Reproduce the data from the line containing "segment school building window" through the line containing "[[[597,103],[643,103],[644,57],[601,56],[596,60]]]", with both of those lines included.
BEGIN Extracted records
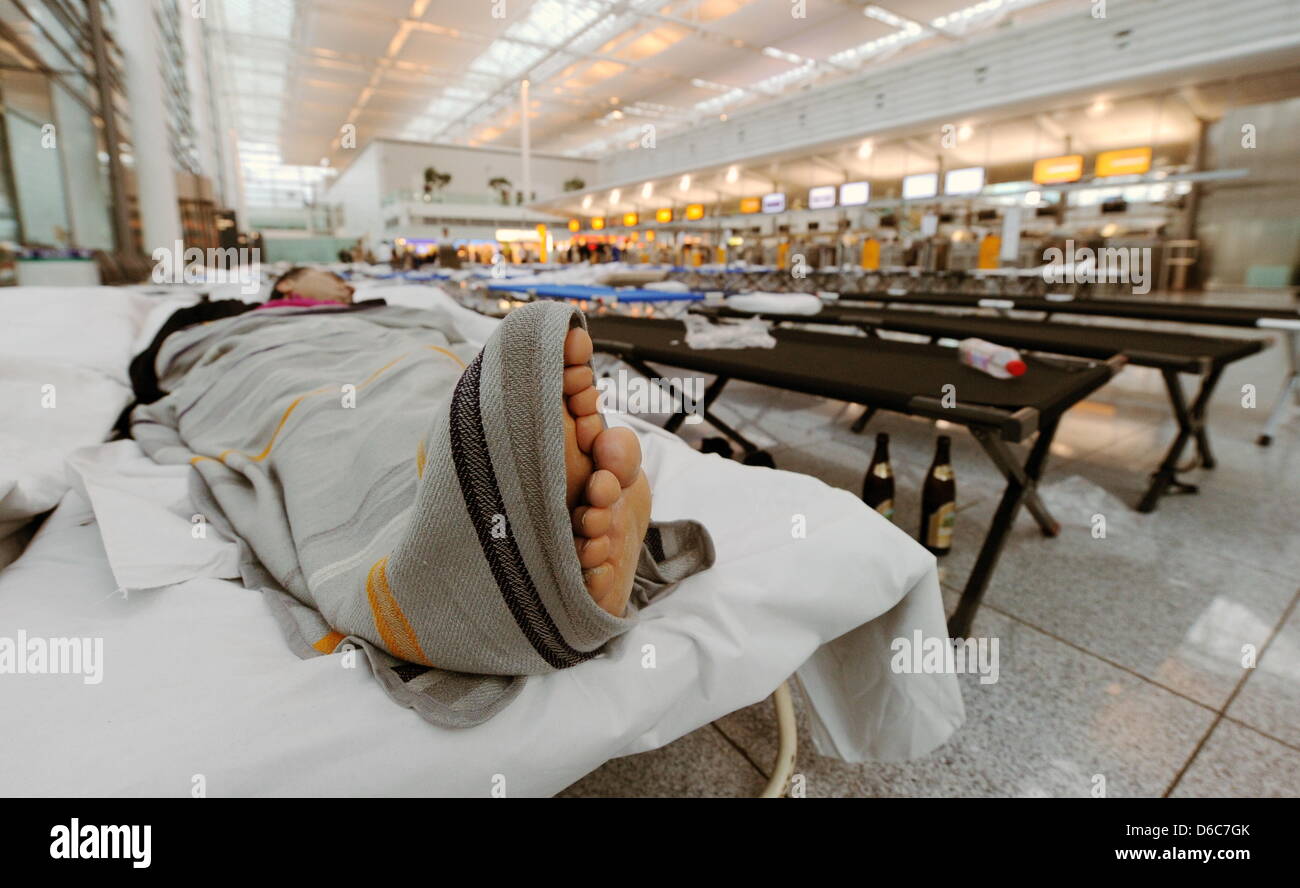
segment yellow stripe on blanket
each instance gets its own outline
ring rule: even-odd
[[[463,360],[460,360],[460,358],[458,358],[454,352],[447,351],[446,348],[439,348],[438,346],[425,346],[425,347],[429,348],[430,351],[437,351],[441,355],[446,355],[451,360],[456,361],[456,364],[460,365],[460,367],[465,365],[465,363]],[[399,355],[399,356],[394,358],[393,360],[390,360],[384,367],[381,367],[380,369],[377,369],[373,373],[370,373],[370,376],[365,380],[365,382],[363,382],[361,385],[356,386],[356,390],[360,391],[365,386],[370,385],[370,382],[374,382],[374,380],[380,378],[380,376],[385,371],[387,371],[389,368],[391,368],[398,361],[404,360],[408,355],[410,355],[410,352],[407,352],[406,355]],[[330,391],[338,391],[338,386],[332,386],[332,385],[322,386],[320,389],[313,389],[312,391],[308,391],[304,395],[298,395],[296,398],[294,398],[292,403],[290,403],[289,407],[285,410],[285,412],[281,415],[280,423],[276,424],[276,430],[272,432],[270,441],[266,442],[266,446],[263,447],[261,452],[257,454],[256,456],[252,456],[250,454],[246,454],[242,450],[235,450],[235,449],[231,447],[230,450],[222,450],[216,456],[191,456],[190,458],[190,464],[194,465],[195,463],[199,463],[199,462],[202,462],[204,459],[213,459],[213,460],[218,460],[218,462],[224,463],[224,462],[226,462],[226,456],[229,456],[230,454],[239,454],[239,455],[247,458],[248,460],[251,460],[254,463],[260,463],[261,460],[266,459],[270,455],[270,449],[276,446],[276,439],[280,437],[281,430],[283,430],[285,423],[287,423],[289,417],[292,415],[292,412],[295,410],[298,410],[298,404],[303,403],[308,398],[312,398],[315,395],[328,394]],[[420,452],[421,454],[424,452],[422,447],[420,449]],[[421,471],[421,473],[424,472],[422,463],[421,463],[421,469],[420,471]]]
[[[393,589],[389,588],[387,564],[387,556],[381,558],[374,562],[369,576],[365,577],[365,597],[370,601],[374,628],[380,631],[384,647],[398,659],[433,666],[424,655],[420,641],[415,637],[415,629],[411,628],[398,599],[393,595]]]
[[[338,642],[343,641],[343,638],[347,638],[347,636],[343,634],[342,632],[335,632],[334,629],[330,629],[329,632],[322,634],[318,640],[313,641],[312,647],[315,647],[322,654],[333,654],[334,649],[338,647]]]

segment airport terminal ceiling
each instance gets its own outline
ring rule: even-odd
[[[209,25],[240,142],[342,168],[347,125],[356,146],[517,147],[523,78],[533,150],[595,157],[645,122],[663,137],[1069,7],[774,3],[225,0]]]

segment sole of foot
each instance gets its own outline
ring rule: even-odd
[[[573,545],[586,589],[603,610],[623,616],[641,543],[650,527],[650,484],[632,429],[610,429],[599,412],[592,337],[564,339],[564,468]]]

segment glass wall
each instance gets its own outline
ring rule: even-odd
[[[0,51],[0,238],[31,247],[112,248],[108,153],[96,122],[86,5],[0,0],[0,29],[8,38]]]

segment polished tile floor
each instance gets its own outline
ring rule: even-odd
[[[966,724],[905,764],[819,757],[796,694],[807,794],[1086,796],[1102,775],[1113,797],[1300,796],[1300,406],[1271,447],[1254,443],[1284,364],[1273,347],[1230,368],[1210,407],[1218,467],[1190,472],[1200,493],[1166,497],[1150,515],[1132,506],[1175,429],[1158,373],[1127,368],[1070,411],[1041,488],[1062,533],[1044,538],[1022,512],[975,620],[974,634],[1000,638],[1000,680],[963,677]],[[1244,385],[1257,407],[1243,407]],[[915,528],[932,423],[880,413],[855,436],[859,407],[742,384],[718,412],[780,468],[854,491],[872,433],[889,432],[897,520]],[[949,608],[1002,486],[975,442],[953,436],[959,512],[940,562]],[[1104,538],[1092,533],[1097,515]],[[1243,666],[1252,651],[1254,666]],[[764,701],[611,761],[564,794],[753,796],[775,751]]]

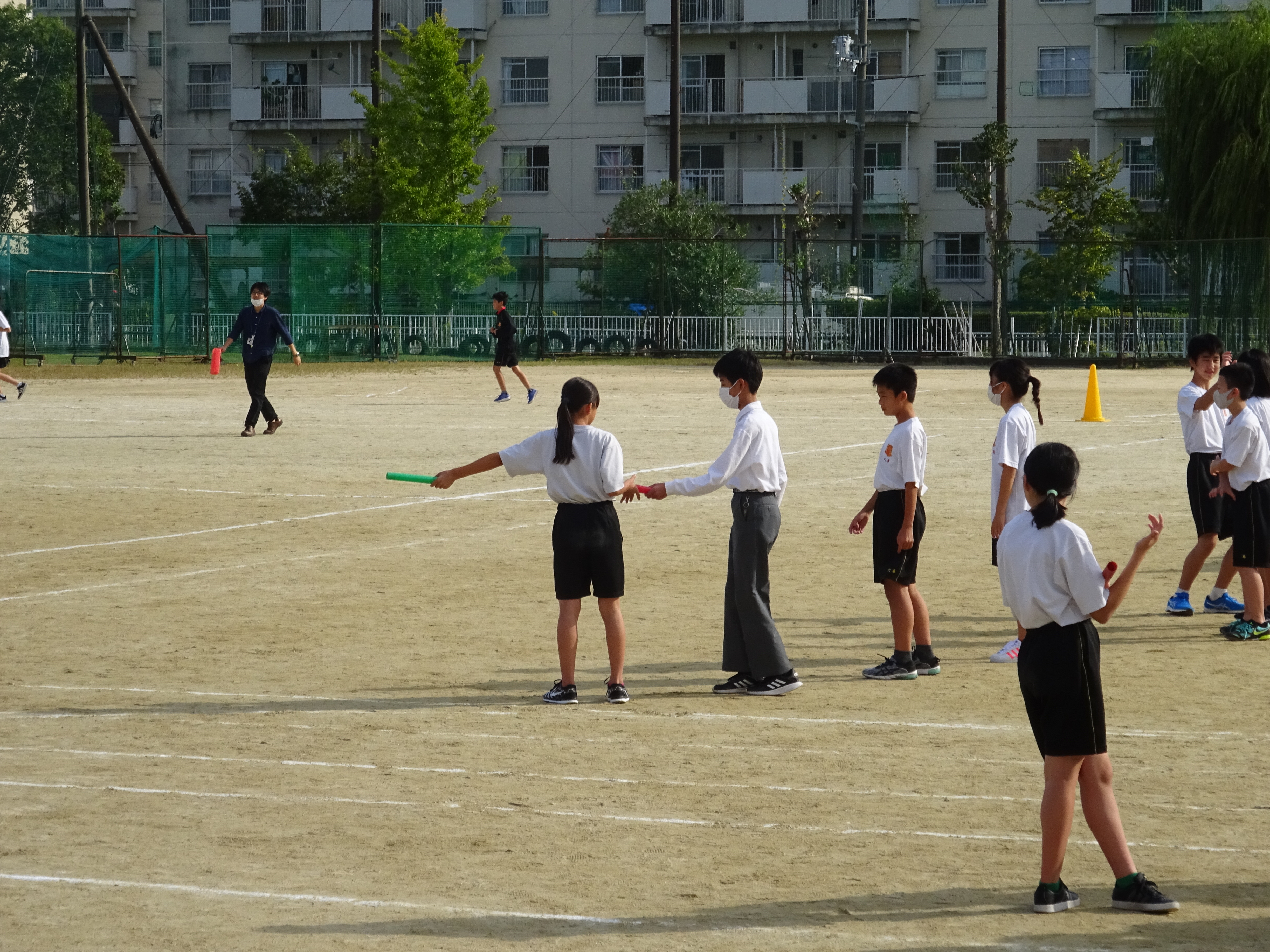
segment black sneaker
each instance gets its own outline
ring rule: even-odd
[[[791,668],[785,674],[773,674],[771,678],[757,679],[745,689],[745,693],[775,697],[776,694],[789,694],[791,691],[798,691],[801,687],[803,682],[798,679],[798,671]]]
[[[738,671],[723,684],[714,685],[715,694],[744,694],[754,685],[754,678],[749,671]]]
[[[607,680],[605,684],[608,688],[608,703],[610,704],[625,704],[631,699],[631,696],[626,693],[626,685],[618,682],[617,684],[610,684]],[[577,697],[578,692],[574,692]]]
[[[1076,909],[1081,904],[1081,897],[1067,889],[1067,883],[1058,881],[1058,892],[1041,883],[1033,895],[1034,913],[1062,913],[1064,909]]]
[[[556,682],[551,685],[551,691],[542,696],[542,699],[549,704],[577,704],[578,685]]]
[[[1142,873],[1124,889],[1111,890],[1113,909],[1132,909],[1134,913],[1171,913],[1182,904],[1156,889],[1156,883]]]
[[[917,665],[912,661],[907,666],[902,665],[892,655],[876,668],[865,668],[865,677],[869,680],[916,680]]]

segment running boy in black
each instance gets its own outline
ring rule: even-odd
[[[526,402],[532,404],[538,391],[530,386],[530,381],[521,371],[521,358],[516,352],[516,322],[507,310],[507,294],[502,291],[494,292],[494,326],[489,333],[494,335],[494,378],[498,381],[499,391],[494,402],[504,404],[512,399],[507,392],[507,383],[503,382],[503,368],[509,367],[528,392],[530,399]]]
[[[913,409],[917,372],[892,363],[874,374],[878,406],[895,425],[883,442],[874,472],[874,494],[851,520],[859,536],[874,519],[874,581],[883,586],[890,605],[895,654],[865,669],[870,680],[912,680],[939,674],[940,659],[931,649],[931,614],[917,590],[917,551],[926,532],[926,430]],[[916,641],[916,646],[914,646]]]
[[[291,362],[298,367],[300,352],[291,339],[291,331],[282,322],[282,315],[277,308],[265,306],[269,300],[269,286],[258,281],[251,286],[251,305],[239,311],[237,320],[230,329],[230,335],[225,338],[221,350],[229,350],[230,345],[243,339],[243,377],[246,380],[246,392],[251,396],[251,406],[246,411],[246,421],[243,424],[243,435],[255,435],[255,423],[264,413],[264,419],[269,424],[264,429],[264,435],[272,437],[282,425],[282,419],[273,411],[273,404],[264,395],[264,385],[269,380],[269,367],[273,366],[273,350],[278,347],[278,338],[287,341],[291,348]]]
[[[577,704],[578,617],[582,599],[594,592],[608,642],[607,698],[611,704],[630,701],[622,677],[626,658],[626,623],[621,599],[626,592],[622,529],[612,498],[635,493],[635,477],[622,480],[622,448],[612,433],[591,424],[599,409],[599,391],[582,377],[560,388],[555,429],[535,433],[500,453],[483,456],[456,470],[437,473],[433,489],[450,489],[456,480],[498,468],[508,476],[541,473],[547,495],[556,505],[551,529],[555,592],[560,603],[556,649],[560,680],[542,699],[549,704]]]
[[[1099,567],[1085,531],[1064,518],[1080,473],[1071,447],[1041,443],[1033,449],[1024,463],[1031,510],[1006,523],[997,539],[1001,597],[1027,631],[1019,650],[1019,687],[1045,760],[1040,883],[1033,911],[1059,913],[1081,904],[1062,876],[1080,783],[1085,820],[1116,877],[1111,905],[1167,913],[1179,904],[1138,872],[1120,824],[1111,790],[1099,632],[1090,621],[1106,625],[1124,602],[1163,520],[1147,517],[1149,533],[1138,539],[1120,578],[1107,588],[1111,566]]]

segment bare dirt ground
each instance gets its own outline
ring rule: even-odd
[[[772,600],[806,682],[715,698],[728,499],[621,510],[625,707],[602,703],[585,605],[558,708],[552,505],[436,472],[552,424],[572,373],[627,470],[697,472],[732,414],[707,366],[279,367],[286,424],[241,439],[241,371],[29,371],[0,407],[0,947],[730,949],[1266,947],[1270,644],[1166,618],[1194,529],[1173,411],[1186,373],[1045,369],[1043,439],[1083,462],[1073,519],[1124,564],[1165,538],[1102,628],[1111,754],[1149,877],[1110,908],[1077,817],[1081,909],[1030,911],[1041,764],[989,565],[983,369],[921,369],[931,437],[919,585],[944,673],[870,683],[889,652],[867,536],[871,368],[772,367],[790,490]],[[514,382],[513,382],[514,385]],[[6,387],[8,390],[8,387]],[[1213,567],[1200,579],[1212,584]],[[1236,589],[1237,594],[1237,589]]]

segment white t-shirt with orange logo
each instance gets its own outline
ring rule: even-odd
[[[916,416],[897,423],[878,453],[874,489],[884,493],[904,489],[906,482],[921,486],[926,495],[926,430]]]

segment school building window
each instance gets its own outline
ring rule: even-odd
[[[988,95],[987,50],[940,50],[935,63],[939,99],[982,99]]]
[[[547,102],[547,57],[503,57],[503,105]]]
[[[547,146],[503,146],[503,190],[546,192]]]
[[[227,195],[230,193],[230,150],[189,150],[189,194]]]
[[[597,103],[643,103],[644,57],[601,56],[596,60]]]

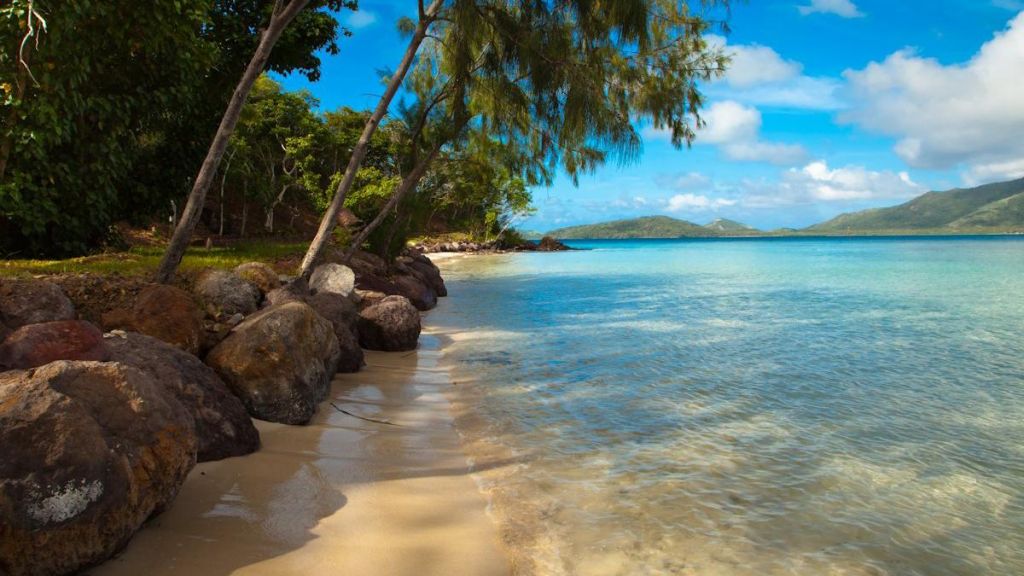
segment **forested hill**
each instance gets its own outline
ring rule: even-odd
[[[719,225],[715,225],[719,224]],[[598,224],[562,228],[548,233],[560,239],[699,238],[753,229],[732,220],[715,220],[708,227],[669,216],[645,216]]]
[[[1024,178],[948,192],[929,192],[891,208],[841,214],[808,232],[855,233],[948,229],[1024,230]]]

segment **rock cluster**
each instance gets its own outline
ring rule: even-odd
[[[191,292],[134,282],[110,310],[89,302],[103,334],[56,284],[0,280],[0,574],[110,558],[197,461],[257,450],[253,418],[308,422],[362,348],[414,349],[447,293],[418,253],[360,252],[308,283],[258,262]]]

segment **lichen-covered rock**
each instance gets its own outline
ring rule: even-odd
[[[254,417],[304,424],[327,398],[340,354],[331,322],[286,302],[246,319],[206,362]]]
[[[216,312],[231,316],[249,316],[259,307],[259,288],[242,278],[223,271],[204,271],[196,279],[196,294]]]
[[[246,407],[200,359],[134,332],[114,332],[103,340],[112,361],[138,368],[188,411],[196,422],[200,462],[242,456],[259,448],[259,431]]]
[[[163,284],[144,288],[130,311],[103,315],[103,328],[139,332],[194,355],[200,353],[204,337],[203,313],[193,297]]]
[[[267,292],[263,305],[273,306],[285,302],[303,302],[307,297],[309,297],[309,283],[305,278],[299,277]]]
[[[309,296],[306,302],[334,326],[334,334],[338,336],[338,347],[341,351],[338,372],[358,372],[362,368],[364,355],[359,347],[359,313],[355,310],[355,304],[344,296],[330,292],[317,292]]]
[[[388,296],[359,313],[359,343],[368,349],[415,349],[420,329],[420,313],[404,296]]]
[[[35,368],[55,360],[104,361],[111,351],[99,328],[82,320],[29,324],[0,344],[0,367]]]
[[[0,322],[11,330],[27,324],[74,320],[75,306],[60,287],[45,280],[0,280]]]
[[[174,499],[196,437],[142,372],[54,362],[0,374],[0,574],[71,574]]]
[[[262,262],[246,262],[234,268],[234,274],[259,288],[266,294],[281,286],[281,279],[273,269]]]
[[[331,292],[348,296],[353,289],[355,289],[355,273],[343,264],[333,262],[322,264],[316,266],[309,277],[309,290],[313,293]]]

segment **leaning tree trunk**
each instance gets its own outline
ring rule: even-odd
[[[342,258],[343,261],[347,262],[348,260],[350,260],[352,258],[352,254],[354,254],[355,251],[358,250],[360,246],[362,246],[362,243],[367,241],[367,238],[369,238],[370,235],[375,230],[377,230],[377,227],[381,225],[381,223],[387,218],[388,214],[390,214],[391,211],[398,206],[398,203],[401,202],[401,200],[411,191],[416,189],[416,184],[420,183],[420,180],[423,179],[424,174],[427,173],[427,168],[429,168],[430,164],[434,161],[435,158],[437,158],[437,154],[440,152],[440,150],[441,150],[440,143],[434,146],[434,148],[431,149],[430,153],[426,156],[426,158],[421,160],[420,163],[417,164],[415,168],[413,168],[413,171],[410,172],[408,176],[402,178],[401,183],[398,184],[398,188],[394,189],[394,192],[391,193],[391,198],[388,199],[387,204],[385,204],[384,207],[381,208],[381,211],[378,212],[377,217],[371,220],[369,224],[362,227],[362,230],[359,231],[359,234],[354,239],[352,239],[352,244],[348,247],[347,250],[345,250],[345,255]]]
[[[420,49],[420,44],[422,44],[423,39],[426,38],[427,30],[430,28],[434,18],[436,18],[441,4],[442,0],[434,0],[430,6],[420,14],[420,22],[417,24],[416,32],[413,33],[413,38],[410,40],[409,46],[406,48],[406,53],[401,57],[401,63],[399,63],[398,69],[391,76],[391,79],[388,82],[387,90],[384,91],[384,95],[382,95],[380,101],[377,102],[377,109],[374,110],[374,114],[370,117],[370,120],[367,121],[366,126],[362,128],[362,134],[359,135],[358,142],[356,142],[355,148],[352,149],[352,155],[348,159],[348,166],[345,167],[345,175],[342,177],[341,182],[338,183],[338,190],[334,193],[334,199],[331,201],[331,205],[328,207],[327,212],[324,213],[323,219],[321,219],[316,236],[313,237],[313,241],[309,244],[309,249],[306,251],[306,255],[302,258],[302,276],[308,277],[312,274],[313,265],[319,258],[321,252],[324,251],[324,247],[327,245],[327,241],[331,237],[331,233],[334,232],[335,222],[338,218],[338,212],[341,211],[341,207],[345,204],[345,197],[348,195],[348,191],[351,190],[352,183],[355,181],[355,173],[358,172],[359,166],[362,165],[362,160],[366,158],[367,152],[370,149],[370,139],[373,137],[374,132],[377,131],[377,127],[380,125],[381,120],[383,120],[384,116],[387,114],[387,109],[391,106],[391,100],[394,98],[395,92],[398,91],[398,87],[401,86],[401,83],[406,78],[406,74],[409,73],[409,69],[413,66],[413,60],[416,58],[416,53]]]
[[[217,174],[220,161],[224,157],[224,150],[227,149],[227,141],[230,139],[231,133],[234,132],[234,126],[239,123],[239,116],[249,98],[249,92],[266,67],[266,60],[270,57],[273,45],[278,43],[288,25],[307,4],[309,4],[309,0],[291,0],[287,6],[279,0],[275,4],[273,13],[270,15],[270,23],[266,30],[260,34],[259,46],[256,47],[252,59],[249,60],[249,66],[246,67],[242,80],[234,87],[234,93],[231,94],[227,110],[224,111],[224,116],[220,120],[217,133],[213,136],[210,150],[206,154],[206,159],[203,160],[199,175],[196,176],[191,193],[188,194],[188,202],[181,213],[181,220],[174,229],[171,242],[167,245],[167,251],[164,252],[164,257],[160,261],[160,268],[157,269],[157,282],[167,284],[174,278],[174,272],[181,263],[181,258],[188,247],[188,241],[196,231],[196,224],[199,223],[203,204],[206,202],[206,194]]]

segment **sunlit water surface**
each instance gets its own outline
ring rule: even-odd
[[[573,245],[428,320],[520,572],[1024,574],[1024,239]]]

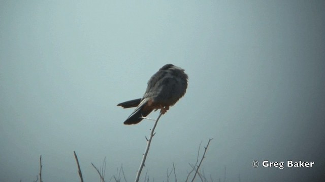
END Extracted records
— Output for this task —
segment school building window
each instance gets its own outline
ring rule: even-odd
[[[988,95],[987,50],[940,50],[935,63],[939,99],[982,99]]]
[[[547,102],[547,57],[503,57],[503,105]]]
[[[547,146],[503,146],[503,190],[546,192]]]
[[[227,195],[230,193],[230,150],[189,150],[189,194]]]
[[[597,103],[643,103],[644,57],[601,56],[596,60]]]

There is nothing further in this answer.